DATASET CONTENT
======

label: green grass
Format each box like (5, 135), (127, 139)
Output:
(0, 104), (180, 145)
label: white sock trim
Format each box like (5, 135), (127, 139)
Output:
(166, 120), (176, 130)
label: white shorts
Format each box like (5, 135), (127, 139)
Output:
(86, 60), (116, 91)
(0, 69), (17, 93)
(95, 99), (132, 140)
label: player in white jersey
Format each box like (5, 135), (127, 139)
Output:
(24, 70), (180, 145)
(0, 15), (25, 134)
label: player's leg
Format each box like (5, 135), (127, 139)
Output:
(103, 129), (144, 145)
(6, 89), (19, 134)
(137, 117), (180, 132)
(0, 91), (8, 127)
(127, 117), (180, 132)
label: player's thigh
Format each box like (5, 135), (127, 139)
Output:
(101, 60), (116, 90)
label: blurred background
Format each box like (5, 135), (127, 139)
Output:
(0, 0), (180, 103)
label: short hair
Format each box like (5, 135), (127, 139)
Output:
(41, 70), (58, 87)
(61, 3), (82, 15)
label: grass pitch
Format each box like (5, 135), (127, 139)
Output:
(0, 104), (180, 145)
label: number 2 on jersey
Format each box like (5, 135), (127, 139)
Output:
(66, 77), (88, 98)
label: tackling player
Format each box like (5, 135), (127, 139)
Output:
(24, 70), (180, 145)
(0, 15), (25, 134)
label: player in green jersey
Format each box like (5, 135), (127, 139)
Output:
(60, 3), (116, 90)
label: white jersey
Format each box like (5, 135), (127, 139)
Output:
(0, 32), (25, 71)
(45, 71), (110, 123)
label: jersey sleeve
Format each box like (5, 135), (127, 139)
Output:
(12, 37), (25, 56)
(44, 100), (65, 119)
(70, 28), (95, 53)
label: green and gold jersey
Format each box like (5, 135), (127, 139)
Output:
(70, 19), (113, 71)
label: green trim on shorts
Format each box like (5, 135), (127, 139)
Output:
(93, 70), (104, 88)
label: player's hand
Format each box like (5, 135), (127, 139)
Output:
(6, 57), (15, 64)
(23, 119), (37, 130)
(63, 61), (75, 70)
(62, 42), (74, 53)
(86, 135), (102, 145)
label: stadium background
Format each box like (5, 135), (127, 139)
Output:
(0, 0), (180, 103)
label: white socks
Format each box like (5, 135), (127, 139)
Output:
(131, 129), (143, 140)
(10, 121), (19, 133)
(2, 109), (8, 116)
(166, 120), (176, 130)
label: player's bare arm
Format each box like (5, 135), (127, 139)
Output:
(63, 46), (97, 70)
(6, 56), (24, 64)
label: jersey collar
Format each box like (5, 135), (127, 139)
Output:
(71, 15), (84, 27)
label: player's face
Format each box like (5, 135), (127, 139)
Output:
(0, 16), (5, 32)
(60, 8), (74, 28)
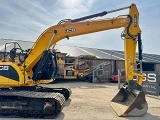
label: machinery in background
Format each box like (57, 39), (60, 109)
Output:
(56, 52), (96, 80)
(0, 4), (148, 118)
(109, 70), (126, 83)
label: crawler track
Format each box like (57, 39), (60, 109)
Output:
(0, 90), (65, 118)
(38, 86), (72, 100)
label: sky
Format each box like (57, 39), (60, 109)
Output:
(0, 0), (160, 54)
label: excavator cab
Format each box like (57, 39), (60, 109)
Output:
(110, 87), (148, 117)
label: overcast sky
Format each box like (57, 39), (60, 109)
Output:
(0, 0), (160, 54)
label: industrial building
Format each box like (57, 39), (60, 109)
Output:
(0, 39), (160, 82)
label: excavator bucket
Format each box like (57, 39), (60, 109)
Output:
(110, 88), (148, 117)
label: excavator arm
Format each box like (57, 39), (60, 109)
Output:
(0, 4), (148, 116)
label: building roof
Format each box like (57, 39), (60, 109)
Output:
(0, 39), (160, 63)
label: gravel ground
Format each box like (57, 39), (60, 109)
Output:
(0, 81), (160, 120)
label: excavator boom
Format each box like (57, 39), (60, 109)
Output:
(0, 4), (148, 117)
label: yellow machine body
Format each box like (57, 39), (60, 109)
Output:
(0, 4), (147, 116)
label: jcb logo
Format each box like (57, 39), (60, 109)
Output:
(143, 73), (156, 82)
(0, 65), (9, 70)
(66, 28), (76, 33)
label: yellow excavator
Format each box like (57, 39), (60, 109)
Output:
(0, 4), (148, 118)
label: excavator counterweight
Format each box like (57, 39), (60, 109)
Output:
(0, 4), (148, 117)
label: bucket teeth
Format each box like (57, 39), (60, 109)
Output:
(110, 88), (148, 117)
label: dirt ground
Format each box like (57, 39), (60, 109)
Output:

======

TASK DIRECTIONS
Reproduce every one of the records above verbatim, line for line, with no changes. Leave the pictures out of your answer.

OUTPUT OF THE TASK
label: green grass
Format each box like (5, 135), (127, 139)
Output:
(0, 104), (180, 145)
label: white sock trim
Format each box like (5, 135), (127, 139)
Output:
(166, 120), (176, 130)
label: white shorts
Format each box like (5, 135), (127, 139)
Output:
(86, 60), (116, 91)
(0, 69), (17, 93)
(95, 99), (132, 140)
label: player in white jersey
Format each box like (5, 135), (127, 139)
Output:
(24, 70), (180, 145)
(0, 15), (25, 134)
label: player's leg
Format each box like (5, 135), (127, 139)
Output:
(103, 129), (144, 145)
(6, 89), (19, 134)
(137, 117), (180, 132)
(0, 91), (8, 127)
(127, 117), (180, 132)
label: player's thigh
Format each box like (5, 135), (127, 139)
Output:
(101, 60), (116, 90)
label: blurred background
Format each box like (5, 135), (127, 139)
Output:
(0, 0), (180, 103)
label: short hair
Format each box like (5, 135), (127, 139)
Output:
(41, 70), (58, 87)
(61, 3), (82, 15)
label: grass pitch
Format each box like (5, 135), (127, 139)
Output:
(0, 104), (180, 145)
label: number 2 on jersey
Format each box like (5, 135), (127, 139)
Output:
(66, 77), (88, 98)
label: tackling player
Format each box like (5, 135), (127, 139)
Output:
(24, 70), (180, 145)
(0, 15), (25, 134)
label: player in green jersey
Format each box like (5, 135), (127, 139)
Output:
(60, 3), (116, 90)
label: white jersey
Format each box like (5, 135), (127, 139)
Output:
(0, 32), (25, 71)
(45, 71), (110, 123)
label: jersey sleeve
Format each box like (5, 135), (127, 139)
Output:
(12, 37), (25, 56)
(44, 100), (65, 119)
(70, 28), (95, 53)
label: green and gold jersey
Format each box like (5, 135), (127, 139)
Output:
(70, 19), (113, 71)
label: green trim on shorts
Format each box like (5, 135), (127, 139)
Output:
(93, 70), (104, 88)
label: player's hand
Format each box like (5, 135), (127, 139)
Output:
(6, 57), (15, 64)
(23, 119), (37, 130)
(63, 61), (75, 70)
(62, 42), (74, 53)
(86, 135), (102, 145)
label: stadium background
Format each box like (5, 135), (127, 139)
Output:
(0, 0), (180, 103)
label: white socks
Format each box like (5, 135), (127, 139)
Output:
(131, 129), (143, 140)
(10, 121), (19, 133)
(2, 109), (8, 116)
(166, 120), (176, 130)
label: player's bare arm
Format each box like (5, 135), (127, 139)
Output:
(63, 46), (97, 70)
(6, 56), (24, 64)
label: jersey collar
Format each box like (5, 135), (127, 139)
Output:
(71, 15), (84, 27)
label: player's face
Format each box like (5, 135), (127, 139)
Output:
(0, 16), (5, 32)
(60, 8), (74, 28)
label: machinery in background
Format each box like (57, 39), (60, 109)
Output:
(56, 52), (96, 80)
(0, 4), (148, 118)
(109, 70), (126, 83)
label: crawler track
Format each box like (57, 39), (60, 109)
Output:
(0, 90), (65, 118)
(38, 86), (72, 100)
label: sky
Format each box like (57, 39), (60, 109)
Output:
(0, 0), (160, 54)
label: excavator cab
Format each box like (57, 39), (60, 109)
Output:
(110, 87), (148, 117)
label: overcast sky
Format each box like (57, 39), (60, 109)
Output:
(0, 0), (160, 54)
label: industrial building
Format each box like (57, 39), (60, 109)
Output:
(0, 39), (160, 82)
label: excavator bucket
Format each box like (57, 39), (60, 109)
Output:
(110, 88), (148, 117)
label: excavator arm
Format each box like (57, 39), (60, 109)
Output:
(0, 4), (148, 116)
label: building roof
Format each box like (57, 39), (60, 109)
Output:
(0, 39), (160, 63)
label: gravel ground
Format each box like (57, 39), (60, 109)
Output:
(0, 81), (160, 120)
label: excavator boom
Format each box like (57, 39), (60, 109)
Output:
(0, 4), (148, 117)
label: yellow machine body
Format each box like (57, 39), (60, 109)
Output:
(0, 4), (147, 116)
label: jcb logo
Format each box like (57, 39), (60, 109)
Output:
(143, 73), (156, 82)
(0, 65), (9, 70)
(66, 28), (76, 33)
label: yellow excavator
Format each box like (57, 39), (60, 109)
Output:
(0, 4), (148, 118)
label: excavator counterweight
Format each box like (57, 39), (60, 109)
Output:
(0, 4), (148, 117)
label: bucket teeth
Format each box like (57, 39), (60, 109)
Output:
(110, 88), (148, 117)
label: dirt ground
Format each box like (57, 39), (60, 109)
Output:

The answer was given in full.